§ Text for analysis:
--------------------

Choosing the Right Multivitamin

By Dr. Jeffrey Gladd, M.D.

 

There are very few multivitamins that I fully endorse. Most of them can be immediately discounted based on poor forms of the contained nutients or additives that do not promote health. Some common offenders:

 

  • FD&C dyes. Commonly seen in the popular, over-the-counter once daily multis.
  • Vitamin E as dl-alpha tocopherol. Vitamin E is actually a complex of multiple different vitamins. The alpha part of this common version means it contains only one of the vitamin E’s. The ‘dl’ designation means it is synthetic. Always look for mixed tocopherols as part of a good multivitamin.
  • Magnesium oxide. This seems to be poorest absorbed form and may lead to digestive disturbance. Look other magnesium complexes including magnesium glycinate.
  • Calcium carbonate. This form of calcium is hard to digest as well and may also lead to digestive upset and/or constipation. Look for citrate or malate forms.

 

Also realize that the need for a multivitamin is more of an insurance policy than it is replacement for a poor diet. Based on the quality level of your nutrition, you may decide to use a multivitamin for added support or to help fill gaps in your nutrition. Maybe the full serving size is not needed, and only half of the recommended intake will suffice.

--------------------

§ Your tasks:
1. According to the multivitamin article, why should vitamin E in the form of dl-alpha tocopherol be avoided?
2. List every ingredient or additive that the multivitamin article names as a common offender.
3. From the multivitamin article, reproduce word for word the passage from "By Dr. Jeffrey" up to and including "including magnesium glycinate.".

--------------------

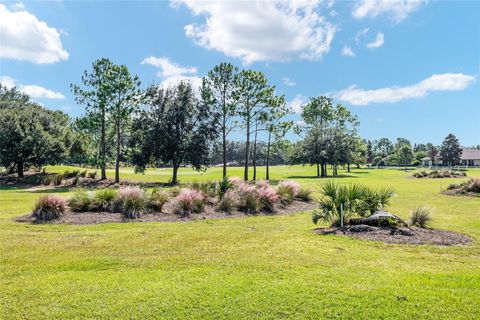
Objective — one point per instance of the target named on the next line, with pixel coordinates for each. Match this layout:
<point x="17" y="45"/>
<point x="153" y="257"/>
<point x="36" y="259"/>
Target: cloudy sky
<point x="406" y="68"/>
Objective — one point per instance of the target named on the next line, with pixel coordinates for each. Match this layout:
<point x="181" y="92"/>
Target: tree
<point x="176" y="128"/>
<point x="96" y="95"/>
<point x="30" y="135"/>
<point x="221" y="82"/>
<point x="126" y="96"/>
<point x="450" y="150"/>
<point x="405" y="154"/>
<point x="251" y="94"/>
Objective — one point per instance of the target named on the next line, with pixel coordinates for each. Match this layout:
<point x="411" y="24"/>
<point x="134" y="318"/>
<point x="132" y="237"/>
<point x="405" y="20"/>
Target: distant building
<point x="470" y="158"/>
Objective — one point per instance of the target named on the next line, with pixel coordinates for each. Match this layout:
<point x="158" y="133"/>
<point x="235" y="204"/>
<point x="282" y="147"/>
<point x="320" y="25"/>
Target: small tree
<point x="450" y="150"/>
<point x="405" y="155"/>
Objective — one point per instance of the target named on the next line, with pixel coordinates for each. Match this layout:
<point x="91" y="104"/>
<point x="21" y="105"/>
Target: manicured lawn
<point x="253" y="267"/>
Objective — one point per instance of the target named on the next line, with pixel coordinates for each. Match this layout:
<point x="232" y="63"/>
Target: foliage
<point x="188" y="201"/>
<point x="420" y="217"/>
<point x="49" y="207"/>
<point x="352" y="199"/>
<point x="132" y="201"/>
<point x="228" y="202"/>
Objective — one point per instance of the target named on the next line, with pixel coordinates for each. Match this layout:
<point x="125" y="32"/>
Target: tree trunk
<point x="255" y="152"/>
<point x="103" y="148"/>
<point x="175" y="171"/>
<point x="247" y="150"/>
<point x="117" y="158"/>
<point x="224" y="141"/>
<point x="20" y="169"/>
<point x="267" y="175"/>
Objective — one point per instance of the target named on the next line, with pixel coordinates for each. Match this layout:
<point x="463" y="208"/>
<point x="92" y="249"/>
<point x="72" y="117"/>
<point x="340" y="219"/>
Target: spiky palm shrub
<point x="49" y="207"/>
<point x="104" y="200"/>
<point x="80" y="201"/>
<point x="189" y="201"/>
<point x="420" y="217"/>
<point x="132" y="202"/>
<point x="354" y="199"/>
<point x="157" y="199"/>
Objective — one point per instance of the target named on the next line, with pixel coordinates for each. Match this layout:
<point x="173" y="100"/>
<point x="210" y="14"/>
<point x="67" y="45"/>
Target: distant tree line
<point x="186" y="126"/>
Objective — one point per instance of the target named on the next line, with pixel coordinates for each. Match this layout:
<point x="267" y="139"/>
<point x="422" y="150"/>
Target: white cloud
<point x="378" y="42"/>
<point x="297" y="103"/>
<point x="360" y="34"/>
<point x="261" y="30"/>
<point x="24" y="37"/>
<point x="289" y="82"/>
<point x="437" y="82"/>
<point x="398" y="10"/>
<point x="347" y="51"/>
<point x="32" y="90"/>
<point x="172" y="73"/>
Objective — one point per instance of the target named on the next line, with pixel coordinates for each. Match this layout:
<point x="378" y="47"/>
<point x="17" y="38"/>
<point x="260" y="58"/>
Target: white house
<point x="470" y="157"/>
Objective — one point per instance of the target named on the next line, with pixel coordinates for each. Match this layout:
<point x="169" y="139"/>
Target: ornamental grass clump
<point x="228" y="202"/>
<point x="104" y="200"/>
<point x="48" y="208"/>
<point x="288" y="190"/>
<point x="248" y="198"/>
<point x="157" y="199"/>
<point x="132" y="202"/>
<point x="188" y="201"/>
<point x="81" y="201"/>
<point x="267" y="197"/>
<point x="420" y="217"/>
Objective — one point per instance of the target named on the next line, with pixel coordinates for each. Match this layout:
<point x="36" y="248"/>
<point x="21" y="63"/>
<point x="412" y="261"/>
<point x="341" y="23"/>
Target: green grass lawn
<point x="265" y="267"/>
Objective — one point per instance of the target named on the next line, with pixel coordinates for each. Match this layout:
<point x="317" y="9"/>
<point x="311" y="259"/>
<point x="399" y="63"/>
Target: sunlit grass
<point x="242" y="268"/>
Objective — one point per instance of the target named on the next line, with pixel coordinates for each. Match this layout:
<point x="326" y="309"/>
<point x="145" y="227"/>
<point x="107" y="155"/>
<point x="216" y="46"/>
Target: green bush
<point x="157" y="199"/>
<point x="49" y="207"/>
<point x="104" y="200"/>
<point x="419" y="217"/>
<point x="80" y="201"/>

--------------------

§ Outputs by task:
1. Vitamin E is a complex of several different vitamins, and the "alpha" form contains only one of them. The "dl" designation also means it is synthetic, so the article recommends looking for mixed tocopherols instead.

2.
- FD&C dyes
- Vitamin E as dl-alpha tocopherol
- Magnesium oxide
- Calcium carbonate

3.
By Dr. Jeffrey Gladd, M.D.

 

There are very few multivitamins that I fully endorse. Most of them can be immediately discounted based on poor forms of the contained nutients or additives that do not promote health. Some common offenders:

 

  • FD&C dyes. Commonly seen in the popular, over-the-counter once daily multis.
  • Vitamin E as dl-alpha tocopherol. Vitamin E is actually a complex of multiple different vitamins. The alpha part of this common version means it contains only one of the vitamin E’s. The ‘dl’ designation means it is synthetic. Always look for mixed tocopherols as part of a good multivitamin.
  • Magnesium oxide. This seems to be poorest absorbed form and may lead to digestive disturbance. Look other magnesium complexes including magnesium glycinate.